On this day in history.....
1997: Egyptian militants kill tourists at Luxor
More than 60 people have been killed after an attack on a group of foreign tourists visiting a temple in southern Egypt.
The tourists' bus was fired on as they visited the temple of Hatshepsut, one of the main attractions in the town of Luxor in southern Egypt.
An Egyptian police spokesman said most of the dead were Swiss and Japanese tourists.
The spokesman said the six gunmen were killed in an ensuing two-hour gun battle with police.
According to initial figures released by Egypt's interior ministry, 57 tourists, a local guide and two policemen died in the attack.
Other reports say the number of people who have been killed could rise to 75 with up to 85 people injured.
An Islamic extremist group, the outlawed al-Gamaa al-Islamiya, is reported to have said it carried out the attack.
It came as 65 alleged members of the Islamic group went on trial in Cairo accused of conspiracy to murder.
Islamic militants have targeted tourists since beginning a campaign in 1992 to topple the government of Hosni Mubarak and set up a strict Islamic state.
Two months ago, nine Germans and an Egyptian driver were killed when gunmen opened fire on a bus in Cairo.
Two men have since been sentenced to death for the shootings.
Luxor, about 310 miles (500 km) south of Cairo, is visited by about two million tourists a year.
It has not previously been attacked by militants who have strongholds in other parts of southern Egypt.
In the past five years, attacks by militants have seen 34 foreign tourists killed and cost a total of more than a thousand lives.
2003: Washington sniper convicted
An ex-soldier who served in the Gulf War has been found guilty of at least one of the Washington sniper killings in October last year.
John Allen Muhammad, 42, may now face the death penalty.
He was convicted of shooting dead Dean Meyers at a petrol station in Manassas, Virginia, on 9 October 2002, and murdering "at least one other person".
After just six and a half hours the jury at a court in Virginia Beach, Virginia, found him guilty on all four counts of murder, terrorism, conspiracy and a firearms charge.
Two of the jury members were crying as the verdict was read out, but Muhammad showed little emotion.
The terrorism charge was brought under a new law enacted by Virginia following the 9/11 attacks on New York and Washington in 2001. Under the law, terrorists can be given the death penalty.

→ **Collected data**:
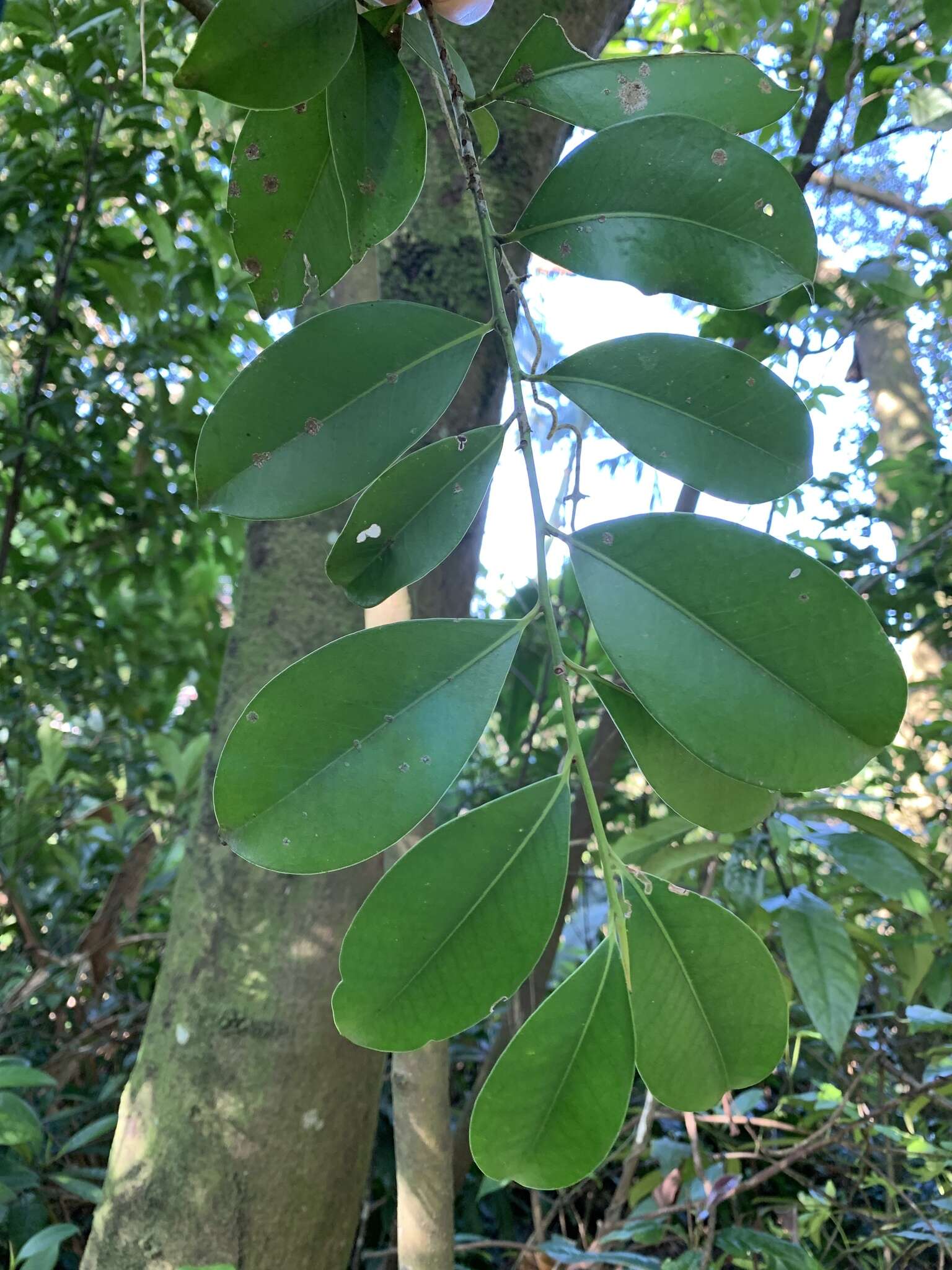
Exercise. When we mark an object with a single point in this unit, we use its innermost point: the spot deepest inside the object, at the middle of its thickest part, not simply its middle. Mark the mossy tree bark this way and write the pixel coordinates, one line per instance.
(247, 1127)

→ **Objective**:
In the on-this-day text, write out the part that opens with the words containing "Islamic militants have" and closes with "face the death penalty.", swapping "sniper" for "gunman" throughout.

→ **Task solution**:
Islamic militants have targeted tourists since beginning a campaign in 1992 to topple the government of Hosni Mubarak and set up a strict Islamic state.
Two months ago, nine Germans and an Egyptian driver were killed when gunmen opened fire on a bus in Cairo.
Two men have since been sentenced to death for the shootings.
Luxor, about 310 miles (500 km) south of Cairo, is visited by about two million tourists a year.
It has not previously been attacked by militants who have strongholds in other parts of southern Egypt.
In the past five years, attacks by militants have seen 34 foreign tourists killed and cost a total of more than a thousand lives.
2003: Washington gunman convicted
An ex-soldier who served in the Gulf War has been found guilty of at least one of the Washington gunman killings in October last year.
John Allen Muhammad, 42, may now face the death penalty.